#### Work task
Return each line of the records below in which the string "parking" turns up.

(Image-grounded pointing data)
+===+

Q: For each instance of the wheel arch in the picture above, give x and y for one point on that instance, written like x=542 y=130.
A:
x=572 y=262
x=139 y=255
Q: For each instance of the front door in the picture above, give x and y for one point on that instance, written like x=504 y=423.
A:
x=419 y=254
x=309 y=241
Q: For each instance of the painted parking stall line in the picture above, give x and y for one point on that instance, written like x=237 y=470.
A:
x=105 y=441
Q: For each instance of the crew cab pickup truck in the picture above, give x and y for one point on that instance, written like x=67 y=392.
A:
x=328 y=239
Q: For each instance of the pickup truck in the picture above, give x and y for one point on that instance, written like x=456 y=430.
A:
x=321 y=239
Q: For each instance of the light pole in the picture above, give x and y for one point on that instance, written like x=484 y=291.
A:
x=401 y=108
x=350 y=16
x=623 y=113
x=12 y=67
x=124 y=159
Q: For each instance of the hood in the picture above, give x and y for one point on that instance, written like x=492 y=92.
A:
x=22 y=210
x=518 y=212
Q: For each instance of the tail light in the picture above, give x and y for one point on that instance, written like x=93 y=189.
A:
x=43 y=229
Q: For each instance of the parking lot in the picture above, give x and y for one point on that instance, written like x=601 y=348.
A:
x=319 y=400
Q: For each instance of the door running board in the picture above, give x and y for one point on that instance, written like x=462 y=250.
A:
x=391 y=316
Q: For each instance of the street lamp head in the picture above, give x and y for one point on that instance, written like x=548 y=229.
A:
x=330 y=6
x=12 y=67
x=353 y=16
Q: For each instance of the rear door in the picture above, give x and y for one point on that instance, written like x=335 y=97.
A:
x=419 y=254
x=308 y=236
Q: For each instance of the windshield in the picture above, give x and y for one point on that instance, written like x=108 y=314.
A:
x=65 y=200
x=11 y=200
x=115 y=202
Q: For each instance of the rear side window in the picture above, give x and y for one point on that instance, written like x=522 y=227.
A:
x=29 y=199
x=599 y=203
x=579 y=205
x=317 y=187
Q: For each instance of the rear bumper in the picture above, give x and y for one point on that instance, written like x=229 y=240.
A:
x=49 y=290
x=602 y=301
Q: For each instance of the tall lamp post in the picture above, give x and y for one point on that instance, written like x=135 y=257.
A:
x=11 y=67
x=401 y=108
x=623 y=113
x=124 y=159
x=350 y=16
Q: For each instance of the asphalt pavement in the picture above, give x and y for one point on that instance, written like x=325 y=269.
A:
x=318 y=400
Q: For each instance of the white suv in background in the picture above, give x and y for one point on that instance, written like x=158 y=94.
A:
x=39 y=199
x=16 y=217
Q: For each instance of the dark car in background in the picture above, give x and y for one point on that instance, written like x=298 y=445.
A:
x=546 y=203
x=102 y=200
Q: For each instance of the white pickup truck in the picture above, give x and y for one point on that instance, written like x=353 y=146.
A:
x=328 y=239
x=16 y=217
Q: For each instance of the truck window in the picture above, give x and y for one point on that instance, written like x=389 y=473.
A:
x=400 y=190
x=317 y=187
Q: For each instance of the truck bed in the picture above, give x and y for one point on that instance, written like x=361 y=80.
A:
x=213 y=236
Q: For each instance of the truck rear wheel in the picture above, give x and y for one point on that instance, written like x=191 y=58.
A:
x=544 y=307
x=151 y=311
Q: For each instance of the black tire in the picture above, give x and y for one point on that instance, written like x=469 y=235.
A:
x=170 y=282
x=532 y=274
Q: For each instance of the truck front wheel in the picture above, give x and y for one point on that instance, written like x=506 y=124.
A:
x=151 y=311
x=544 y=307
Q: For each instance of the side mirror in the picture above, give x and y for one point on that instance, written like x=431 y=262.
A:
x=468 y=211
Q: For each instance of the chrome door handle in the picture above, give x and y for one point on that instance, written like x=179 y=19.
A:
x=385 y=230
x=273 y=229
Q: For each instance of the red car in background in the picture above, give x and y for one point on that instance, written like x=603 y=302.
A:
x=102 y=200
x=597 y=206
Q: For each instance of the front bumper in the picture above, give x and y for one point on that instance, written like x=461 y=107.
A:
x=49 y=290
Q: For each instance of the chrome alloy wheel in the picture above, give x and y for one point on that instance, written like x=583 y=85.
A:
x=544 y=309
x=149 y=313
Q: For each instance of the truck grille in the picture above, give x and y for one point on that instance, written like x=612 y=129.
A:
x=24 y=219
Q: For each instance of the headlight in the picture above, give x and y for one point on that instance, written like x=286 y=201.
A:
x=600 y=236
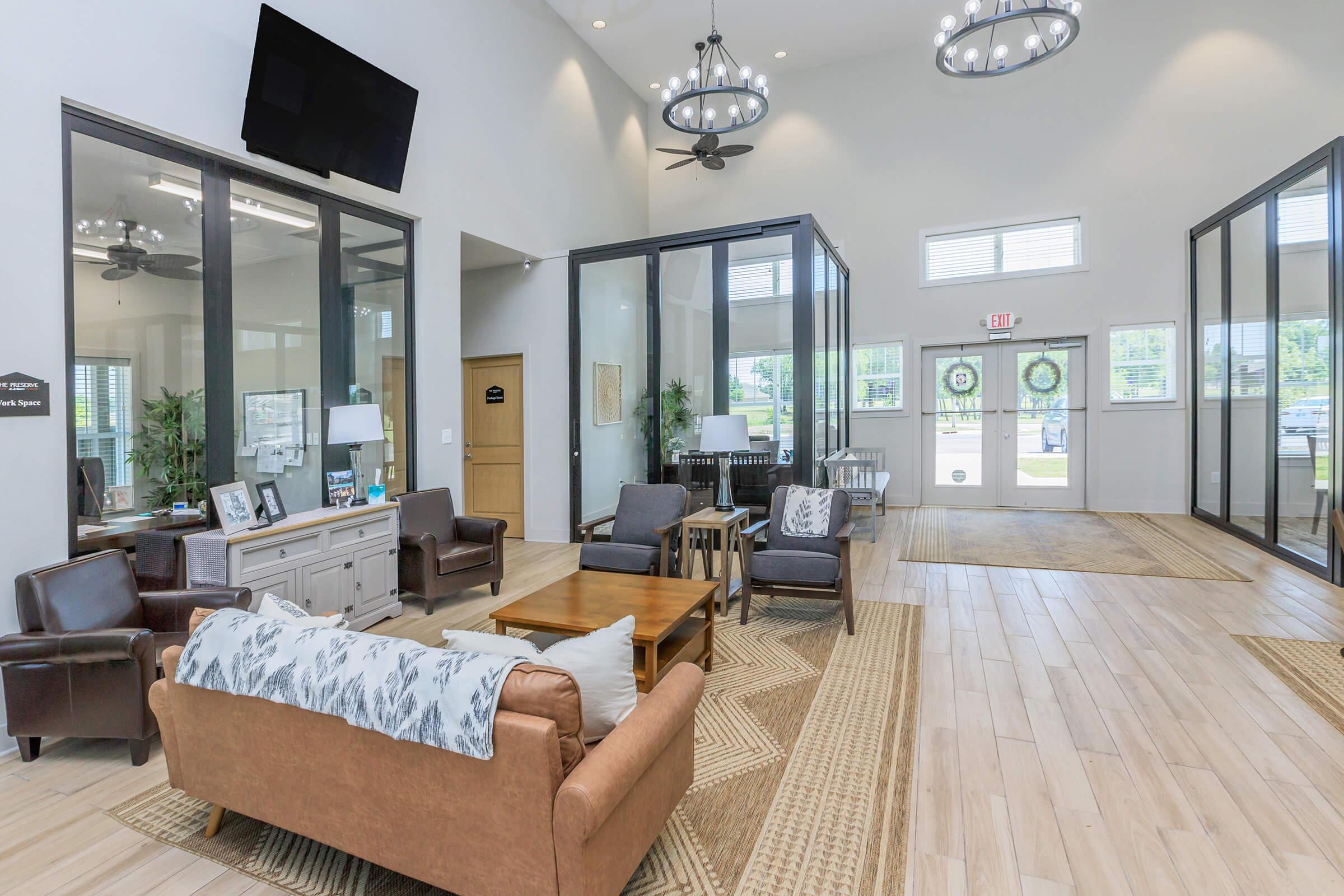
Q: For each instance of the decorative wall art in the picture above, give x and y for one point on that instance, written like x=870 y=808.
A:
x=606 y=394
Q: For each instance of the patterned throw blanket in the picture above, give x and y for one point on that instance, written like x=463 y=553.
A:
x=807 y=512
x=397 y=687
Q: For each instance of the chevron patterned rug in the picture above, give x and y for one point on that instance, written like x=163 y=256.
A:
x=803 y=774
x=1079 y=540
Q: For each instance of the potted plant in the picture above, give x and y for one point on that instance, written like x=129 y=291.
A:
x=171 y=448
x=676 y=417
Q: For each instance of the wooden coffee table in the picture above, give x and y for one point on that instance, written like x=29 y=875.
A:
x=674 y=618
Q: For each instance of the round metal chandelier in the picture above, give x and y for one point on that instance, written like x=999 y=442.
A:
x=1011 y=38
x=687 y=106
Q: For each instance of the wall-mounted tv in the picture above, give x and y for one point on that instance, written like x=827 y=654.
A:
x=320 y=108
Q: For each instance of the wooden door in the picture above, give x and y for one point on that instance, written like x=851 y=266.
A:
x=492 y=442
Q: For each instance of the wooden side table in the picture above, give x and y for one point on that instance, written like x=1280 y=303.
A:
x=729 y=524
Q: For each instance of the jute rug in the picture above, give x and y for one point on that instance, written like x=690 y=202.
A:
x=1314 y=669
x=1079 y=540
x=803 y=773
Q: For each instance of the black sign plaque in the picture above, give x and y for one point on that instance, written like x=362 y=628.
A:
x=24 y=395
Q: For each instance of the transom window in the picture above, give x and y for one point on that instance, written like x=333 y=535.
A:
x=1000 y=253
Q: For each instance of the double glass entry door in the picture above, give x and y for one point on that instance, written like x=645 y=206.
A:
x=1005 y=425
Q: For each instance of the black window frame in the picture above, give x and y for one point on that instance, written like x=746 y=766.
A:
x=217 y=174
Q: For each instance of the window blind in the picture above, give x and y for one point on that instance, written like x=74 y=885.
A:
x=1303 y=218
x=1003 y=250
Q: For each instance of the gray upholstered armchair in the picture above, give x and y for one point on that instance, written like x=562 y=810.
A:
x=646 y=533
x=800 y=567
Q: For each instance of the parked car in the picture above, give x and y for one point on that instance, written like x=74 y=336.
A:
x=1311 y=416
x=1054 y=429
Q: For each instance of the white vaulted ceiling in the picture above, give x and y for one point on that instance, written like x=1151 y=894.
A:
x=650 y=41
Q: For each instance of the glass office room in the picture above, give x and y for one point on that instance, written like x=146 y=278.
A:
x=1267 y=296
x=736 y=320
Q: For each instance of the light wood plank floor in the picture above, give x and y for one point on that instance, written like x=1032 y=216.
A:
x=1079 y=732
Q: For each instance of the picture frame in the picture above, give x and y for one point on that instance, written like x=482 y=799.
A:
x=270 y=501
x=234 y=507
x=274 y=418
x=606 y=394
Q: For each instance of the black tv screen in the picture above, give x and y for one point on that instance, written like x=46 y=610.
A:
x=318 y=106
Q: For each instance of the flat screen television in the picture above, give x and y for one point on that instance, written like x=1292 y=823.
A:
x=320 y=108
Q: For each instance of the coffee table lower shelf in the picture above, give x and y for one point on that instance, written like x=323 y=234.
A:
x=689 y=642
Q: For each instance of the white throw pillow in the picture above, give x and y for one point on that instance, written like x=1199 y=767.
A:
x=274 y=608
x=603 y=664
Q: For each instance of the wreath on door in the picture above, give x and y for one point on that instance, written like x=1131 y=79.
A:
x=1042 y=376
x=962 y=379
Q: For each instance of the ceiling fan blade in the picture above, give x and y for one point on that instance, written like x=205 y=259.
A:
x=175 y=273
x=169 y=261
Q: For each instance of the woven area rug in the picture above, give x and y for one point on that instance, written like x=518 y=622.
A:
x=1314 y=669
x=1079 y=540
x=803 y=773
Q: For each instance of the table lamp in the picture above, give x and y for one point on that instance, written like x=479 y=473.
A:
x=724 y=435
x=355 y=425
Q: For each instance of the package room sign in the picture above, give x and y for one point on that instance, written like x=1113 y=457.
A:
x=24 y=395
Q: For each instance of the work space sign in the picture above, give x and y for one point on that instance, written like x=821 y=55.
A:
x=24 y=395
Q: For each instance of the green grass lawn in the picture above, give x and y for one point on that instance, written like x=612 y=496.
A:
x=1045 y=468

+===+

#### Exercise response
Q: For each instance of the painted parking stall line in the picture above, give x and y for one point on that instance, written like x=237 y=470.
Q: For each instance of the parking lot in the picture above, give x and y for one point on that instance, written like x=601 y=348.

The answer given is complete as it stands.